Reading text:

March 6th 1052 was a day of mourning in England – at least for some. On that day in history, Emma of Normandy – Queen to two Kings of England, mother of two more – passed away. She was at least in her 60’s although we do not know her exact age. I expect this is most inconvenient for historians: as a writer of historical fiction I find it downright annoying. Still, at least fiction writers can get away with making things up if the facts are not there.
One thing I am not making up: our goose. Guaranteed to raise laughter. She really is a silly goose, I can quite see where the saying comes from. Her name is Bernadette, although I have to be honest, she might be a Bernard. We’re not sure, but we’re sticking with Goose, not Gander.
Bernadette Goose lives in the orchard now that the Build is finished. She wanders about alongside the hens and the ducks, although they are two distinct rival gangs. The Webfoots and the Clucks. Think Romeo and Juliet: the Capulets and Montagues. Or West Side Story, the Jets and the Sharks (hum or sing various tunes from the famous movie if you like, but I suggest this one from YouTube) Not that the goose, or the hens can click their fingers, but you can bet your life that Goosey would if she could! She waddles around as if she is a plump queen surveying her Queendom. Woe betide anyone who encroaches into her realm. Even if that does include myself or son-in-law Adam when we go to let them out of their Overnight Suite Accommodation of a morning. She hates us. We are her minion slaves, or in her eyes, the Cops of New York’s West Side: Officer Krupke of course!

Task statement: Transcribe the passage from the post about Emma of Normandy and the goose, starting at the words "March 6th 1052" and stopping after "Goose, not Gander.". Keep every word and punctuation mark unchanged.

Record excerpts:
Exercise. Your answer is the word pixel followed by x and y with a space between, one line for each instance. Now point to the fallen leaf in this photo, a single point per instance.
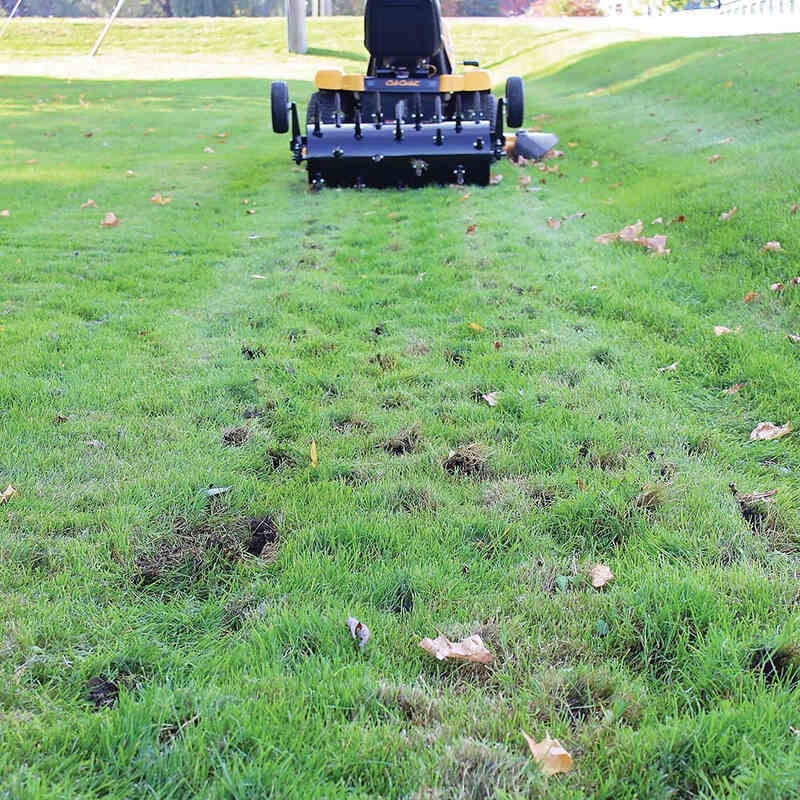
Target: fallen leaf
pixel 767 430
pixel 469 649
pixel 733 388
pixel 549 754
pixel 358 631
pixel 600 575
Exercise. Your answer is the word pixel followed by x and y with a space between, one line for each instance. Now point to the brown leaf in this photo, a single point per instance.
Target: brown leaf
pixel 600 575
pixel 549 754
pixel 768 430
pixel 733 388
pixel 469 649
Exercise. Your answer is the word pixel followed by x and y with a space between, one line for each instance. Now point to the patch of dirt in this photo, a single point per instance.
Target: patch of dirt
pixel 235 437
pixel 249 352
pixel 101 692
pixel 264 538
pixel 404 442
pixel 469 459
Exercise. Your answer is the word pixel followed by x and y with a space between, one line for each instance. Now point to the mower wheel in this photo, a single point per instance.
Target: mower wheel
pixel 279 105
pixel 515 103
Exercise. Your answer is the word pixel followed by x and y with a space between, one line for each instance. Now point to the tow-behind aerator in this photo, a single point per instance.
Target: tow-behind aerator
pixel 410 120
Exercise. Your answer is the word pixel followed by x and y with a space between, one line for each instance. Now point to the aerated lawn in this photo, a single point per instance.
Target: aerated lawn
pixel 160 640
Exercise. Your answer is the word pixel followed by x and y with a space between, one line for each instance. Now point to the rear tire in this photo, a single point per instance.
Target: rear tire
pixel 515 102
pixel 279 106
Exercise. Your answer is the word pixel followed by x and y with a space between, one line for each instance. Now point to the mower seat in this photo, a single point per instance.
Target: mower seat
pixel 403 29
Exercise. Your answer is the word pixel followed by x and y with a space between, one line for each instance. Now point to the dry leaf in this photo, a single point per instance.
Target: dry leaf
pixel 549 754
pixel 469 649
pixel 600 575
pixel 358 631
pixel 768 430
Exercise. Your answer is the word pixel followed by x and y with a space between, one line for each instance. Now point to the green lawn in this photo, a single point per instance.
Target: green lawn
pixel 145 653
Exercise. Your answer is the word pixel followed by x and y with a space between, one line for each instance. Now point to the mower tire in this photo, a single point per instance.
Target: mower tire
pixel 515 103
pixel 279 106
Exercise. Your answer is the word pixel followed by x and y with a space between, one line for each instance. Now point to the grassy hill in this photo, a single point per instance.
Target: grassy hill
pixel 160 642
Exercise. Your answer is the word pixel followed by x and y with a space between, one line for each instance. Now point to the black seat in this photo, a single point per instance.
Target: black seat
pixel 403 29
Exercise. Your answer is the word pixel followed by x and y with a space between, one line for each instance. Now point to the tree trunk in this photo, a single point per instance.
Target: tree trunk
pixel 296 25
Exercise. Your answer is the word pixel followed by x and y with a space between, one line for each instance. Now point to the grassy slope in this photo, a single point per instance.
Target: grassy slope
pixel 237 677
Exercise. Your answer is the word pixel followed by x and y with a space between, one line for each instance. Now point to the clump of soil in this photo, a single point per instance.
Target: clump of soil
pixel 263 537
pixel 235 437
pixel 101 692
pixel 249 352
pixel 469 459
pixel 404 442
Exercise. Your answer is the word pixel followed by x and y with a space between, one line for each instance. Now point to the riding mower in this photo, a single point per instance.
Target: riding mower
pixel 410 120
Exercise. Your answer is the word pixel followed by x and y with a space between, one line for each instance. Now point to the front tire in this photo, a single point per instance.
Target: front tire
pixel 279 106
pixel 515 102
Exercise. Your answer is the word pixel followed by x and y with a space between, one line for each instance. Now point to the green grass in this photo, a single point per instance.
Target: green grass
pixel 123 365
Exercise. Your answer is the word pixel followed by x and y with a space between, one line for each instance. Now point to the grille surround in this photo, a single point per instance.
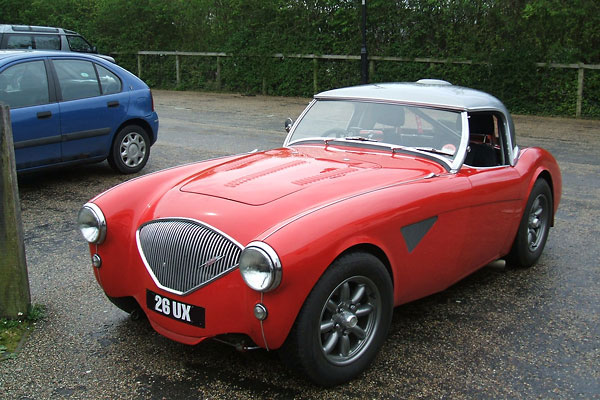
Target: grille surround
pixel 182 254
==
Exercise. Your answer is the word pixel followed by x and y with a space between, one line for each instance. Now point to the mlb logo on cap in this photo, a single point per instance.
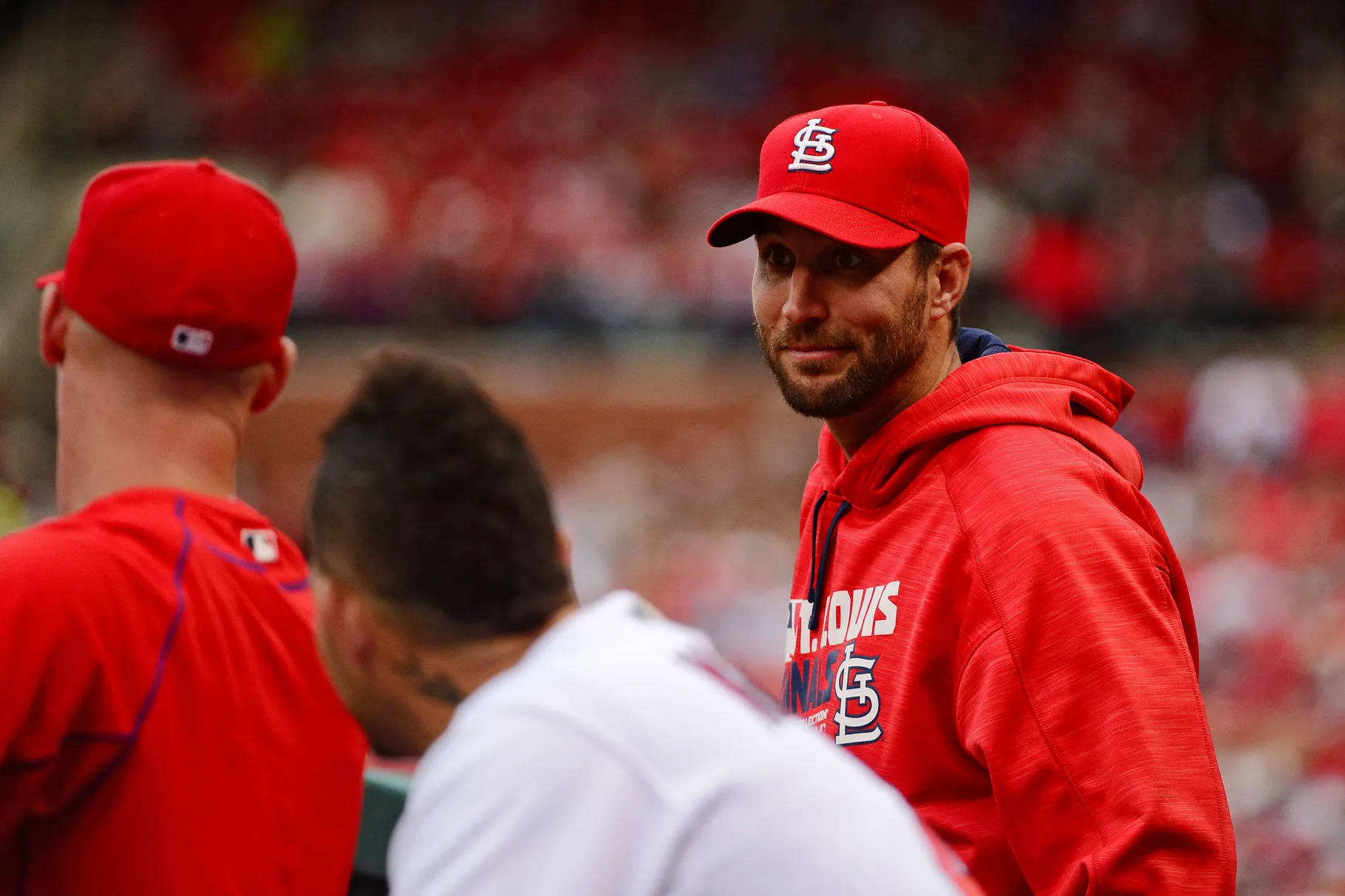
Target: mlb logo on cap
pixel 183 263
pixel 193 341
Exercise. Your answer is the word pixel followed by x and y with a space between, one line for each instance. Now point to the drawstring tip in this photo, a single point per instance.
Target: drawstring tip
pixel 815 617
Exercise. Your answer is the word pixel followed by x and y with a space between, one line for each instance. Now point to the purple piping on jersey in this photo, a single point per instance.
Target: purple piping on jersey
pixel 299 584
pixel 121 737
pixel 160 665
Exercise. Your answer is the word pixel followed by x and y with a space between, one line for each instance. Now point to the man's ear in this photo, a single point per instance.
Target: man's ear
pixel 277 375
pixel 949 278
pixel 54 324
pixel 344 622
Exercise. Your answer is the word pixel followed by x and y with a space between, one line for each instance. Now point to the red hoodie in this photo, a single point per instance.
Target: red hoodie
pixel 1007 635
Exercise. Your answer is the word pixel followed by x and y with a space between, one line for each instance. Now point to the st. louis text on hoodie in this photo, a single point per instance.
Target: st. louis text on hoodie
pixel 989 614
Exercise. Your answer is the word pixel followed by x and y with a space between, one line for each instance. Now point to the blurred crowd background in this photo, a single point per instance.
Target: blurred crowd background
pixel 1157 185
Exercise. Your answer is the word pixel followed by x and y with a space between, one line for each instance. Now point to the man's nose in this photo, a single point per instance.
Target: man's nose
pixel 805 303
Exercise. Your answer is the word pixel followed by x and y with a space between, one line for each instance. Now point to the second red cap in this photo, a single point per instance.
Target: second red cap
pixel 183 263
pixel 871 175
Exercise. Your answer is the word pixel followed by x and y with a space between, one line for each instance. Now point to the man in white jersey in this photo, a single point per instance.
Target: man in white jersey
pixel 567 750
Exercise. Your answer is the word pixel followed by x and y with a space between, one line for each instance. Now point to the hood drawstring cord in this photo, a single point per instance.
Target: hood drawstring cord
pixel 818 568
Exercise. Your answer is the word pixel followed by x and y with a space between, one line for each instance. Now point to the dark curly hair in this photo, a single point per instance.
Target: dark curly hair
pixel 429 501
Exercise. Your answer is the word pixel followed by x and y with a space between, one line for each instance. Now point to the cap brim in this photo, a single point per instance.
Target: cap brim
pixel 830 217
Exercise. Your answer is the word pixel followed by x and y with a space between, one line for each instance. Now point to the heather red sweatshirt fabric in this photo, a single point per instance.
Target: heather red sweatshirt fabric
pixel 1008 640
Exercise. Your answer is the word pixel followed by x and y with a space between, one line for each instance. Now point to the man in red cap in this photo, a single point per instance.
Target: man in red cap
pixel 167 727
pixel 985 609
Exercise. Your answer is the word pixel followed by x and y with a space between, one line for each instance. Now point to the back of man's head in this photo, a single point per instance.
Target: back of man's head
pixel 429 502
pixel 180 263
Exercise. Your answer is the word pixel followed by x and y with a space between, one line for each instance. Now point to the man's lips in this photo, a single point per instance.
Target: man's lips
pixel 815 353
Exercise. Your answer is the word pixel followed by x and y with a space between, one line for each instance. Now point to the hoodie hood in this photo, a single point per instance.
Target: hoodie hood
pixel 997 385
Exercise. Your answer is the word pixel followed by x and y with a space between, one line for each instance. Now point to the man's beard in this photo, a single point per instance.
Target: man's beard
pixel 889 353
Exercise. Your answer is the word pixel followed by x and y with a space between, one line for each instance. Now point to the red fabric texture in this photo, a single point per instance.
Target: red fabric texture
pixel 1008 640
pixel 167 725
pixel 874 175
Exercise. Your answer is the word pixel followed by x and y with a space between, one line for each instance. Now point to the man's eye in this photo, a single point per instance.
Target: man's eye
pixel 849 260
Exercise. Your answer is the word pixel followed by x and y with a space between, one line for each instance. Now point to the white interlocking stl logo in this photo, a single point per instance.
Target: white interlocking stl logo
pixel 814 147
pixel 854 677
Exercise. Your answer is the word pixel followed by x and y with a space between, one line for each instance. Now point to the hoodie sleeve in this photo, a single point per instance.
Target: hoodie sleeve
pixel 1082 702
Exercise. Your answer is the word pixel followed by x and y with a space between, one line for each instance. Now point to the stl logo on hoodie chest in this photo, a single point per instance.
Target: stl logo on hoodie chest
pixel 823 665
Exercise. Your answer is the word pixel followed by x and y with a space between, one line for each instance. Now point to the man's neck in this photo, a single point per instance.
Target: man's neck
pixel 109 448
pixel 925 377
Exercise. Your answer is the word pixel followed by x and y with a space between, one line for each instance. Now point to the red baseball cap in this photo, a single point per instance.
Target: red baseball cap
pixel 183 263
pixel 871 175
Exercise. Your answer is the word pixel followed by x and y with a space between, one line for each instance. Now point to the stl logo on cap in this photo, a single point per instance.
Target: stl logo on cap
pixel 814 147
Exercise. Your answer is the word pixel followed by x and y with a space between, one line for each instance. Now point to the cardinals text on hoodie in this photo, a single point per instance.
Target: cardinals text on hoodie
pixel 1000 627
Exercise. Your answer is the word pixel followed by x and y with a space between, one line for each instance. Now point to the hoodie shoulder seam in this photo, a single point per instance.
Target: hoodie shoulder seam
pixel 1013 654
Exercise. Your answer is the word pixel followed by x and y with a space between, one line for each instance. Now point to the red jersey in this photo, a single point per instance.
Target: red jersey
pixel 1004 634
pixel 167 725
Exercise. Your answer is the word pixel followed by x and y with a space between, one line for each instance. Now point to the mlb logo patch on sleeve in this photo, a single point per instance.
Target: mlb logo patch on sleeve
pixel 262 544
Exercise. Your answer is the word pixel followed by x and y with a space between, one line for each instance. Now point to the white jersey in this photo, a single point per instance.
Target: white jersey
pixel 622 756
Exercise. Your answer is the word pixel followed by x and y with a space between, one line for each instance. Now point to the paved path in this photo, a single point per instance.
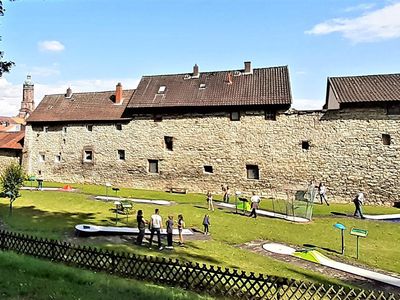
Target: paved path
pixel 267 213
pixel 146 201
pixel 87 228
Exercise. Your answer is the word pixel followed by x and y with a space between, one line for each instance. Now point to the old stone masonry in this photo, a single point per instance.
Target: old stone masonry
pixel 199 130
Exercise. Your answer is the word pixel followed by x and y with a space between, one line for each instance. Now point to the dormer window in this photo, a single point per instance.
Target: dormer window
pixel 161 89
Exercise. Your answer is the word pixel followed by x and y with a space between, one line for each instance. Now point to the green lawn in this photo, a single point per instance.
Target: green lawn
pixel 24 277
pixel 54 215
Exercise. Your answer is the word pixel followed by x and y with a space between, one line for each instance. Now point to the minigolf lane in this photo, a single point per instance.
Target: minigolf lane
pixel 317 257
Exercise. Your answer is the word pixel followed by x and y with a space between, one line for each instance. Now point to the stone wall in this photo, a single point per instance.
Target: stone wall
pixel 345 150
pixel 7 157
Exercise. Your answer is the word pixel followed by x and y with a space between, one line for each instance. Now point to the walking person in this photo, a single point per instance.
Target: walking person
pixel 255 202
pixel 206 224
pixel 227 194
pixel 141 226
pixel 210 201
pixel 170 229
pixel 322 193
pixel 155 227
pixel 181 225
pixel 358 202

Solution for this task:
March 6th 1052 was a day of mourning in England – at least for some. On that day in history, Emma of Normandy – Queen to two Kings of England, mother of two more – passed away. She was at least in her 60’s although we do not know her exact age. I expect this is most inconvenient for historians: as a writer of historical fiction I find it downright annoying. Still, at least fiction writers can get away with making things up if the facts are not there.
One thing I am not making up: our goose. Guaranteed to raise laughter. She really is a silly goose, I can quite see where the saying comes from. Her name is Bernadette, although I have to be honest, she might be a Bernard. We’re not sure, but we’re sticking with Goose, not Gander.